── 提供された一覧
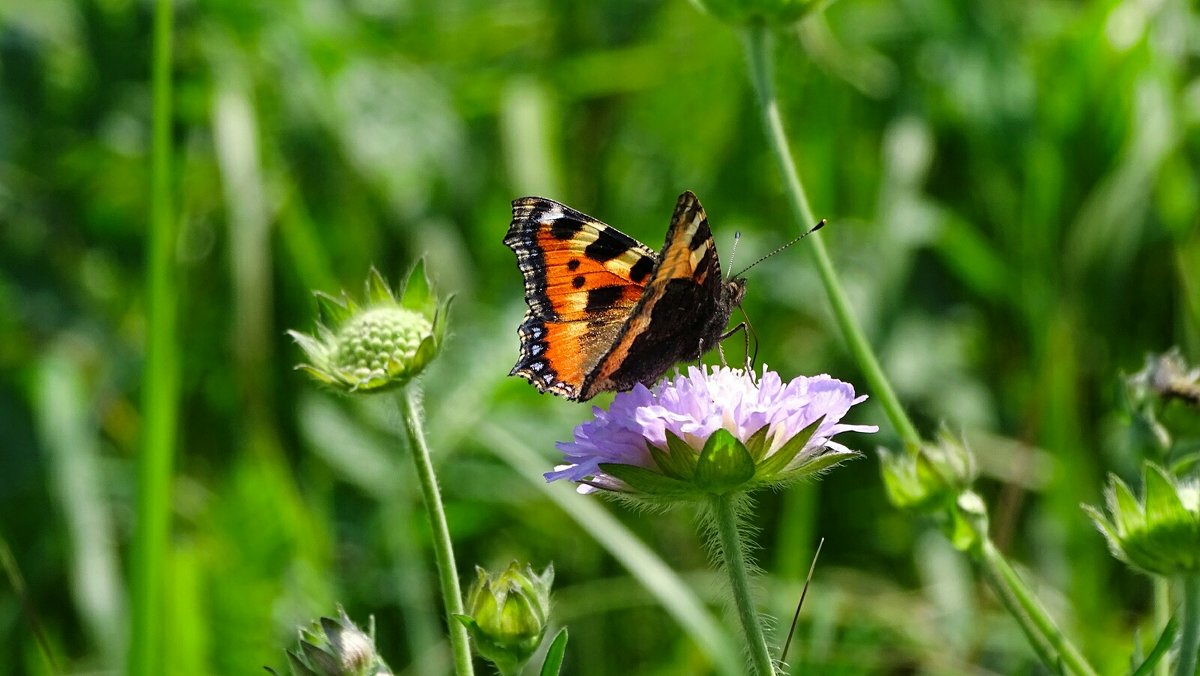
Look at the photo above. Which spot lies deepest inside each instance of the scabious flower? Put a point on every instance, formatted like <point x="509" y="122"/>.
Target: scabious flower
<point x="1161" y="534"/>
<point x="507" y="614"/>
<point x="379" y="345"/>
<point x="336" y="647"/>
<point x="709" y="432"/>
────
上の一覧をすべて、列名を「テキスト」と「回答」とする2列のCSVに変換し、1件につき1行で出力してください。各フィールドは引用符で囲み、改行は空白に置き換え、画像は含めないでください。

演習の出力:
テキスト,回答
"Look at the photo above. Which spot lies deepest inside each instance of the scabious flower? Put a point on every instance, formatted like <point x=""509"" y=""122""/>. Target: scabious flower","<point x=""1161"" y=""534""/> <point x=""507"" y=""614""/> <point x=""379"" y=""345""/> <point x=""336"" y=""647""/> <point x=""709"" y=""432""/>"